**** 本文 ****

アイスタイルが運営するコスメ・化粧品・美容の総合情報サイト「@cosme」は、2024年12月5日に「@cosmeベストアワード」の表彰を行い、合わせて2025年上半期のトレンド予測を発表した。
同アワードは、@cosmeに寄せられた口コミ投稿をべースに生活者に支持される商品を表彰するもので、2000年より毎年発表している。
物価高の中、ベースメイク商品が市場をけん引
表彰式の冒頭では、同社 代表取締役社長 COOの遠藤宗氏が登壇。2024年は物価高の中ではありながら日本の化粧品市場は活気があり、特にベースメイク商品が市場をけん引したという動向を紹介した。
「消費者の口コミなどを見ていると、2024年は『打倒・暑さ消費』がキーワードとなっています。暑さの中で化粧崩れや日焼けへの対策ができるアイテムと、美容効果の高いベースメイクへの注目が表れています」(遠藤氏)

**** 元データ ****

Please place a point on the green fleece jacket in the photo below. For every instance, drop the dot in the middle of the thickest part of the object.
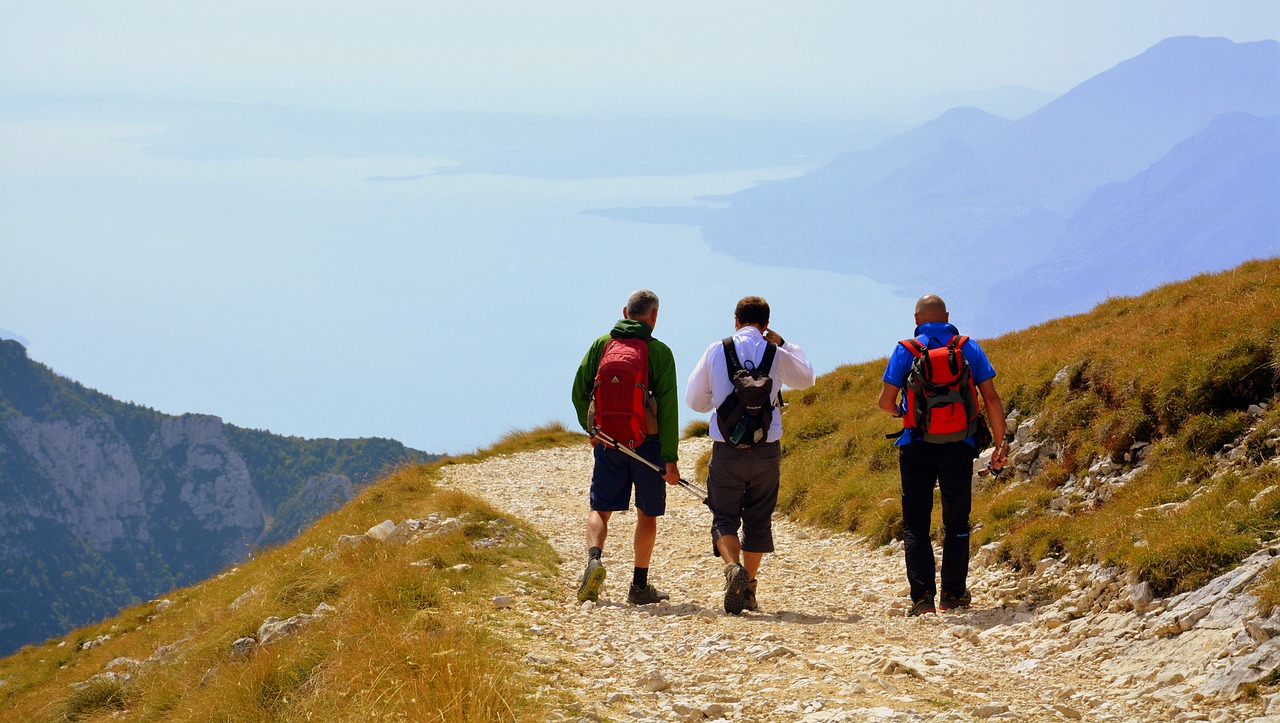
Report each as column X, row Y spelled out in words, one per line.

****

■ 取り組む課題 ■
**a.** @cosmeベストアワードを扱った本文によると、同アワードは何年から毎年発表されているか。
**b.** @cosmeベストアワードを扱った本文を、最後の文の後から書き継いでください。
データは本文とは無関係だ。

■ 課題の解答 ■
**a.** 2000年から。

**b.**
リピート率約35%!総合大賞はアテニア「スキンクリア クレンズ オイル アロマタイプ」
まず、総合大賞に選ばれたのはアテニア「スキンクリア クレンズ オイル アロマタイプ」。国産・中価格帯ブランドであるアテニアのクレンジングオイル商品となり、2024年上半期に続いて年間でも総合大賞を受賞した。クレンジングオイルが年間のベストコスメアワードで同賞を受賞するのは初となる。
同商品は累計販売本数2,200万本を突破しており、リピート率は約35%に。中価格帯でありながらメイク落ちの良さや肌負担の少なさといった機能性に加え、詰め替え不要なエコパックがラインアップされていることも、リピーター獲得の要因となった。
アテニア 代表取締役社長の保坂嘉久氏は、「当社では大型のプロモーションを行っていないのでブランド認知の低さは課題でしたが、お客様のリアルな口コミから人気が広がったことを嬉しく思います。今後も高品質ながら中価格帯で提供をすることで、コスパに対してシビアな目を向ける消費者のニーズに応えていきたい」とコメントした。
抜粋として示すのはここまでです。